[Task description] Continue the guide to IT infrastructure management, writing the section under its final heading, "What Is Infrastructure Management?".

Infrastructure Management 101: A Beginner’s Guide to IT Infrastructure Management

By Diana Ramos | June 21, 2017 (updated November 30, 2021)

For any sized company or government agency, the rapidly expanding implementation of today’s technology creates unique and critical business challenges. Information Technology (IT) infrastructure management - not to be confused with the broad responsibilities of IT management - is the administration and management of essential operational elements to effectively, efficiently, and proactively utilize technology, information, and data. These elements include the computers, servers, networking, data, storage, physical and virtual facilities as well as software, processes, policies, staffing, training, security, mobile and virtual functionality, and cloud-based services that make up the IT infrastructure. Overall, IT infrastructure management is closely aligned with overall corporate operations, strategies, and goals. 

This article will introduce the concept and history of the term infrastructure, and then take a deeper dive into the word as it relates to technology – IT infrastructure management. Finally, we’ll offer advice on choosing the best IT infrastructure management solution for your organization.

 

History of Infrastructure

The term infrastructure has been used throughout history to describe the large and complex structures of military projects, civil projects, and public utilities. The word was first used in 1875 in France to describe railroad planning. However, prior to the 1700s, what later became known as infrastructure began with roads and canals for transportation and irrigation. The 1800s through the early 1900s added railroad, telegraph, electrical, water/sewer, subway, and telephone communication infrastructure. As technology evolved from basic computing to the Internet and beyond, business operations quickly became dependent on technology. Over time, the IT infrastructure became a backbone of business.

Today the term is used to encompass the ever-growing foundations, structural components, and relationships of today’s integrated business frameworks. The term, taken from the French infra, means under or below. This highlights that a firm foundation is needed to support a strong organizational framework.
Below is a list of areas that are commonly referred to as infrastructure:

  • Highways
  • Streets/roads
  • Bridges
  • Airports
  • Railroads
  • Water utilities
  • Electrical utilities
  • Energy utilities
  • Telecommunications
  • Waste utilities
  • Technology hardware, software, networks, facilities

What Is IT Infrastructure?

Today’s CIOs are tasked with efficiently operating the technology infrastructure that supports overall enterprise or corporate goals. Part of this responsibility includes increasing business value by streamlining information retrieval and reporting, providing proactive and agile responses to leverage information and technology, and quickly adapting to allow enhanced end user experiences. In order to accomplish this enormous undertaking, IT leadership relies on the myriad of tangible and intangible elements that make up the technology backbone of an organization, the IT infrastructure. 

The IT infrastructure consists of all elements that support the management and usability of data and information. These include the physical hardware and facilities (including data centers), data storage and retrieval, network systems, legacy interfaces, and software to support the business goals of an enterprise. The structure also includes hiring, training, policy, testing, process, upgrades, and repairs.

What Is Infrastructure Management?

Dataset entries
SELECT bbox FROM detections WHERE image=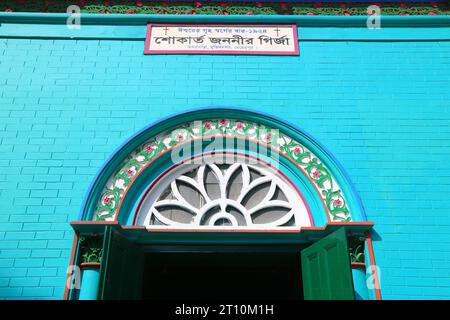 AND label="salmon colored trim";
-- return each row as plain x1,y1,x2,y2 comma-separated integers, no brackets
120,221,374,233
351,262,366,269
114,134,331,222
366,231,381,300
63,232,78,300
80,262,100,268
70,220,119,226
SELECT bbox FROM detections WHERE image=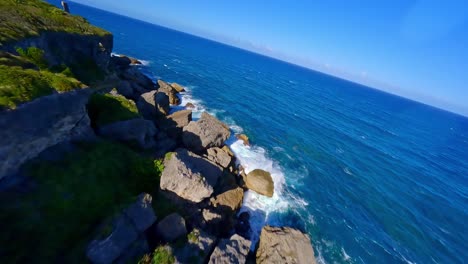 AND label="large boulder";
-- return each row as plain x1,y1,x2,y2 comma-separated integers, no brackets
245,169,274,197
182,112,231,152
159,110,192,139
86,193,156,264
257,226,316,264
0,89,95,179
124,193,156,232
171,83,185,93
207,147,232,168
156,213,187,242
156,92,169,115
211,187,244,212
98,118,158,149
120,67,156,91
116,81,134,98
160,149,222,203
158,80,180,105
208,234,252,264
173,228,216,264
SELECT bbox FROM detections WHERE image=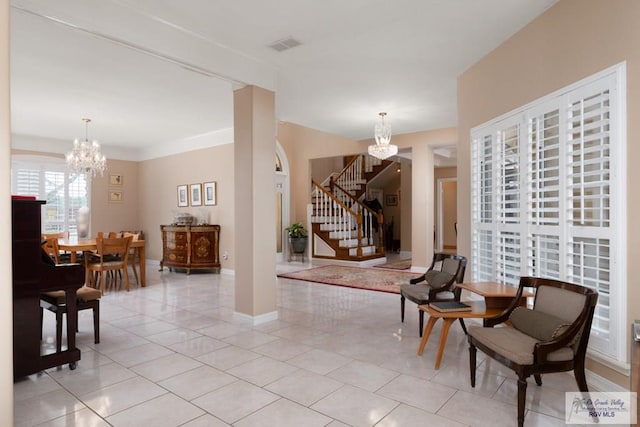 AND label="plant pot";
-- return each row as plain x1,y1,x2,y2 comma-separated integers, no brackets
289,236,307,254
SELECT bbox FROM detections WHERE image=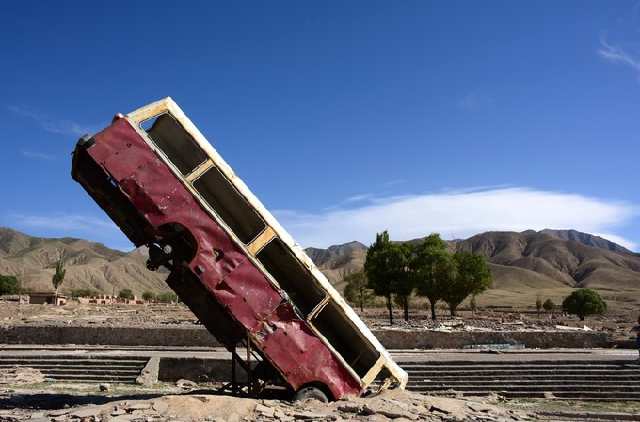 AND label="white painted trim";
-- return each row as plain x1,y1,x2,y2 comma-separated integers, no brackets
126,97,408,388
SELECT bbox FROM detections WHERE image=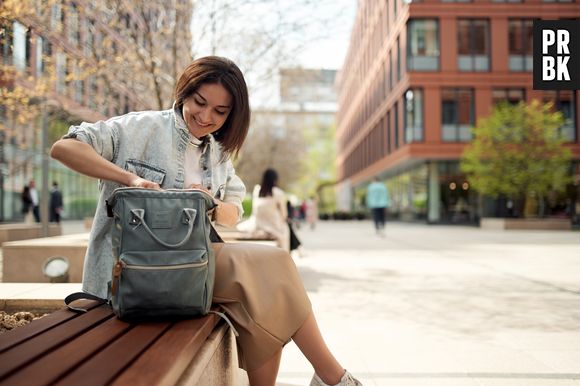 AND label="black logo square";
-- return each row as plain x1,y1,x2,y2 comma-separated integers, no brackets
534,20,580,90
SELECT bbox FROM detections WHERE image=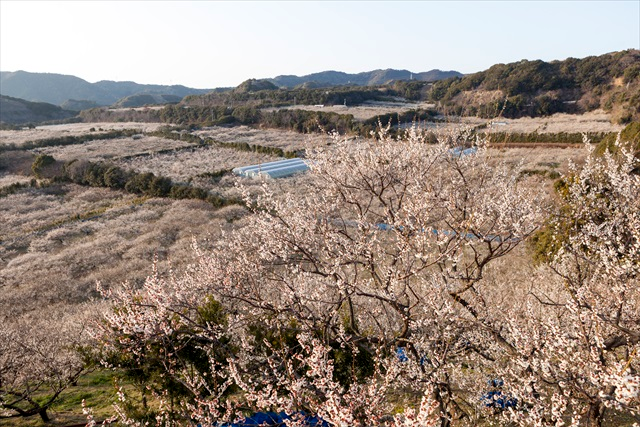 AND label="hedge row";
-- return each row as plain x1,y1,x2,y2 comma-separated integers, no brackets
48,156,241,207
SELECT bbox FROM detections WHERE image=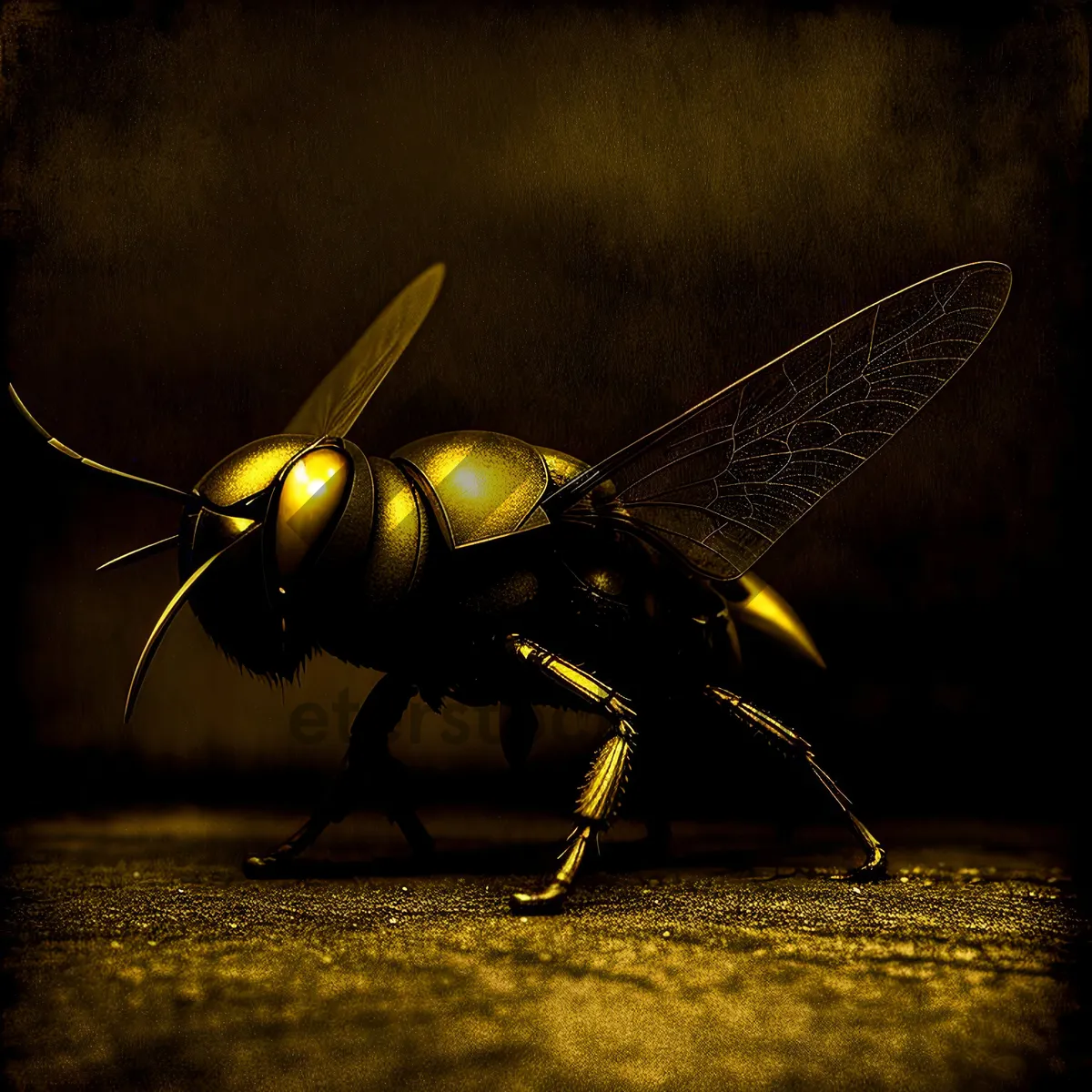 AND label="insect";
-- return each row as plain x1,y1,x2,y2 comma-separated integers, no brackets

[Result below]
The term infrastructure describes the structures required for the operation of a physical facility or business operation. As mentioned earlier, infrastructure management has evolved to include the true backbone of business, technology. This is referred to as IT infrastructure management. The purpose of IT infrastructure management is to provide structure and control of the functions responsible for diverse technical operations which generally involve hardware, software, and networking in both physical and virtual environments. The main goal is to minimize downtime and maintain business productivity. Because of the complexity of IT infrastructure, it is not uncommon for IT infrastructure management to be broken into substructures, such as systems management, network management, and storage management. 

Additionally, an enterprise IT infrastructure management team is typically responsible for the following essential IT elements and services:

  • Asset lifecycle
  • Capacity monitoring/planning
  • Storage
  • Network utilization
  • Availability
  • Energy consumption
  • Environmental issues
  • Facilities (including data center infrastructure management)
  • Physical and virtual assets
  • Wireless and wired network operations
  • Hardware
  • Software
  • Security (malware/virus protection)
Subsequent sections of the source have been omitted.